▸ Halaman
Penjatuhan kesalah seperti ini tentunya tidak baik bagi atmosfir bermusik dari Acoustic Flow. Situasi seperti ini dapat membuat kondisi bermusik di Acoustic Flow tidak sehat lagi. Apalagi dengan cara pengungkapan kesalahan yang ‘main belakang’ seperti ini. Dan kalau mau mengkaji lebih lanjut alasan penolakan sang gitaris untuk memainkan lagu-lagu tambahan, tidaklah lepas dari penyelamatan muka Acoustic Flow apabila memaksakan memainkan lagu tambahan dengan tidak mantap dan tidak lengkap karena kurang hafal. Apakah hal tersebut terpikirkan saat menjatuhkan kesalahan padanya? Apakah harus selalu mencari-cari kesalahan?

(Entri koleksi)
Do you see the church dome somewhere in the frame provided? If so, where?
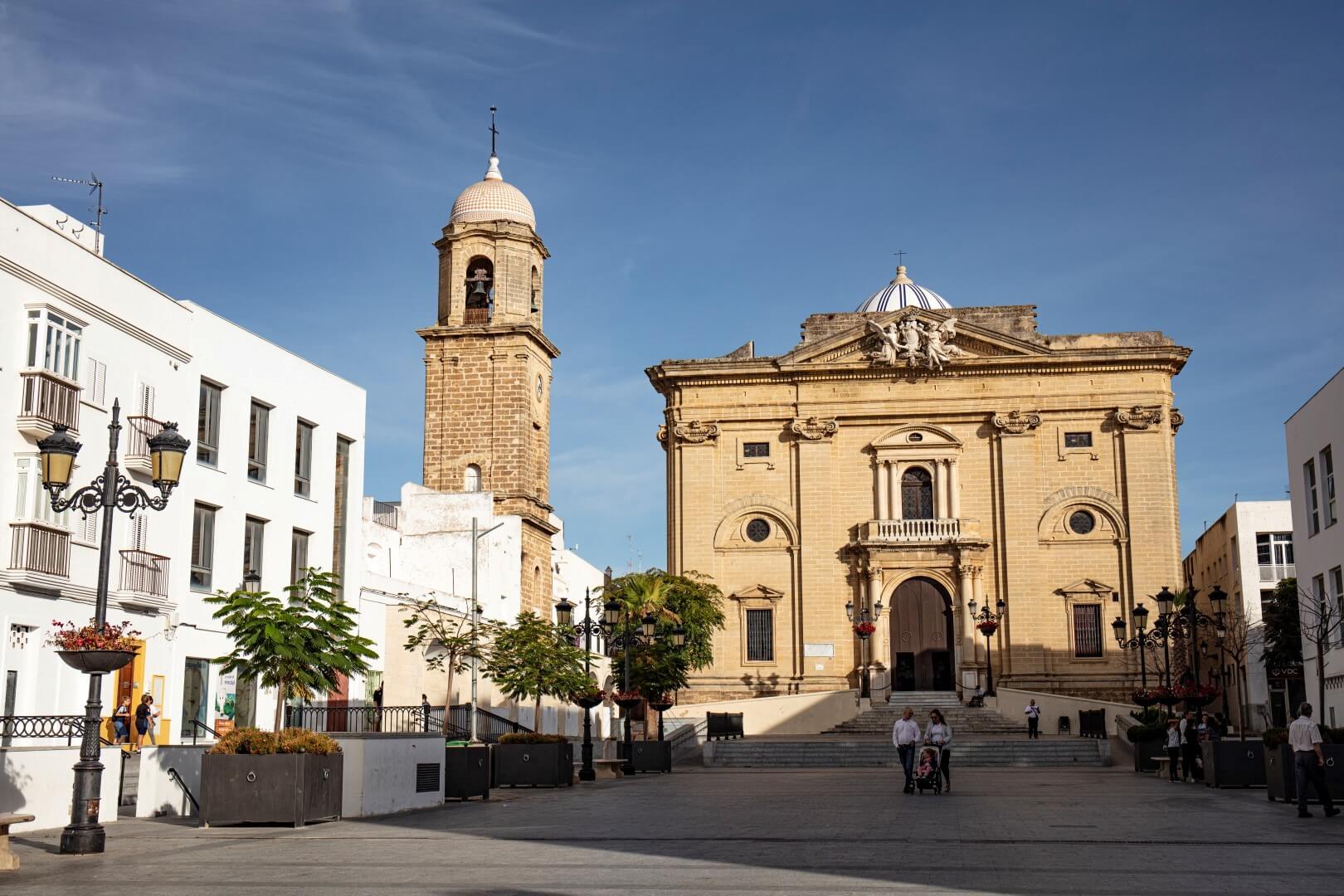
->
[447,156,536,230]
[859,265,952,312]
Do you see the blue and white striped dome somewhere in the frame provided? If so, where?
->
[859,265,952,312]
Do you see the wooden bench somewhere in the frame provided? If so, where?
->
[0,816,37,870]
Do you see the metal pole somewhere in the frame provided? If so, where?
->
[61,402,121,855]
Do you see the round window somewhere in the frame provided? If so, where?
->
[1069,510,1097,534]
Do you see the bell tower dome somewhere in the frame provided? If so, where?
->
[419,108,561,618]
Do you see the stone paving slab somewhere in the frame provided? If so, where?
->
[0,768,1344,896]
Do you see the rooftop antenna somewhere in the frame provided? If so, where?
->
[51,172,108,256]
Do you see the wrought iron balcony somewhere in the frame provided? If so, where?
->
[9,521,70,579]
[19,371,80,438]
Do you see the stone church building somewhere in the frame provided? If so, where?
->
[647,266,1190,701]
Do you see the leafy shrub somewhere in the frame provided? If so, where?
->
[210,728,340,757]
[500,731,570,744]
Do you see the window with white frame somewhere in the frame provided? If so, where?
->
[197,380,223,466]
[247,402,270,482]
[1303,460,1321,538]
[28,308,83,380]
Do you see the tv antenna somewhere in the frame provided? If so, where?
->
[51,172,108,256]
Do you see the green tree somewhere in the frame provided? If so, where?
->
[484,612,590,733]
[399,598,481,735]
[206,567,377,731]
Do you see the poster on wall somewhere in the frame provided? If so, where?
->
[215,672,238,735]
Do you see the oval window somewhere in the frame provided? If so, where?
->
[747,519,770,542]
[1069,510,1097,534]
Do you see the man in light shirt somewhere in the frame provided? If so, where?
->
[1288,703,1340,818]
[891,707,919,794]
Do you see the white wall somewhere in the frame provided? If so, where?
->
[0,746,121,835]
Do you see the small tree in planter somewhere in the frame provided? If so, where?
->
[206,567,377,731]
[401,598,481,736]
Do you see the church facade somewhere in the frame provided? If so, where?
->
[646,267,1190,701]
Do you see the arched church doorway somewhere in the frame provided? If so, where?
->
[891,577,956,690]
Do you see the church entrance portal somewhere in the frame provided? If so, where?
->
[891,577,954,690]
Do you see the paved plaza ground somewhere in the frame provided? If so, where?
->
[0,768,1344,896]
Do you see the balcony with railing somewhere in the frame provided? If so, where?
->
[126,414,164,473]
[17,371,80,439]
[859,519,978,544]
[9,521,70,577]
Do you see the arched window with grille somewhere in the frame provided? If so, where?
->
[900,466,933,520]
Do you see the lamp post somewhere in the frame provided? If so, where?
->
[37,401,191,855]
[967,598,1008,697]
[844,598,882,699]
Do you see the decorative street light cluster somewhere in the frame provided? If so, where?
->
[844,598,882,697]
[967,598,1008,697]
[555,567,685,781]
[1110,584,1227,690]
[37,401,191,855]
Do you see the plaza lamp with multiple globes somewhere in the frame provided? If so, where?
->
[37,401,191,855]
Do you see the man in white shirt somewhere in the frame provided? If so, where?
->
[1288,703,1340,818]
[891,707,919,794]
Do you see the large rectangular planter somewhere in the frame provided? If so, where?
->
[200,752,345,827]
[490,743,574,787]
[617,740,672,772]
[444,744,490,799]
[1200,740,1264,787]
[1264,744,1344,803]
[1130,740,1166,772]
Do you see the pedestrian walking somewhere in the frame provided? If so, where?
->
[891,707,919,794]
[1166,716,1180,785]
[1288,703,1340,818]
[925,709,952,794]
[1027,697,1040,738]
[111,697,130,746]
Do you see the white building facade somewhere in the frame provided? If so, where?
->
[1186,501,1301,731]
[1283,369,1344,725]
[0,200,364,743]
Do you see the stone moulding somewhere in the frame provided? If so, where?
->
[1116,404,1162,432]
[991,411,1040,436]
[789,416,840,442]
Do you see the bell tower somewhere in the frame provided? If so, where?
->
[418,109,561,618]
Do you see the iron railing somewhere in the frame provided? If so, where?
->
[121,549,168,598]
[9,521,70,577]
[19,371,80,431]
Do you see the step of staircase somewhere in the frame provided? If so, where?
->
[707,738,1103,768]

▸ Soal latihan A
Ketik ulang bagian teks tentang Acoustic Flow mulai dari "Penjatuhan kesalah seperti" sampai dengan "selalu mencari-cari kesalahan?", tanpa mengubah satu kata pun.
▸ Soal latihan B
Menurut teks tentang Acoustic Flow, apa yang ditolak sang gitaris untuk dimainkan?
Materi tersebut merupakan bahan tersendiri yang terpisah dari teks tentang Acoustic Flow.

▸ Jawaban akhir A
Penjatuhan kesalah seperti ini tentunya tidak baik bagi atmosfir bermusik dari Acoustic Flow. Situasi seperti ini dapat membuat kondisi bermusik di Acoustic Flow tidak sehat lagi. Apalagi dengan cara pengungkapan kesalahan yang ‘main belakang’ seperti ini. Dan kalau mau mengkaji lebih lanjut alasan penolakan sang gitaris untuk memainkan lagu-lagu tambahan, tidaklah lepas dari penyelamatan muka Acoustic Flow apabila memaksakan memainkan lagu tambahan dengan tidak mantap dan tidak lengkap karena kurang hafal. Apakah hal tersebut terpikirkan saat menjatuhkan kesalahan padanya? Apakah harus selalu mencari-cari kesalahan?

▸ Jawaban akhir B
Lagu-lagu tambahan.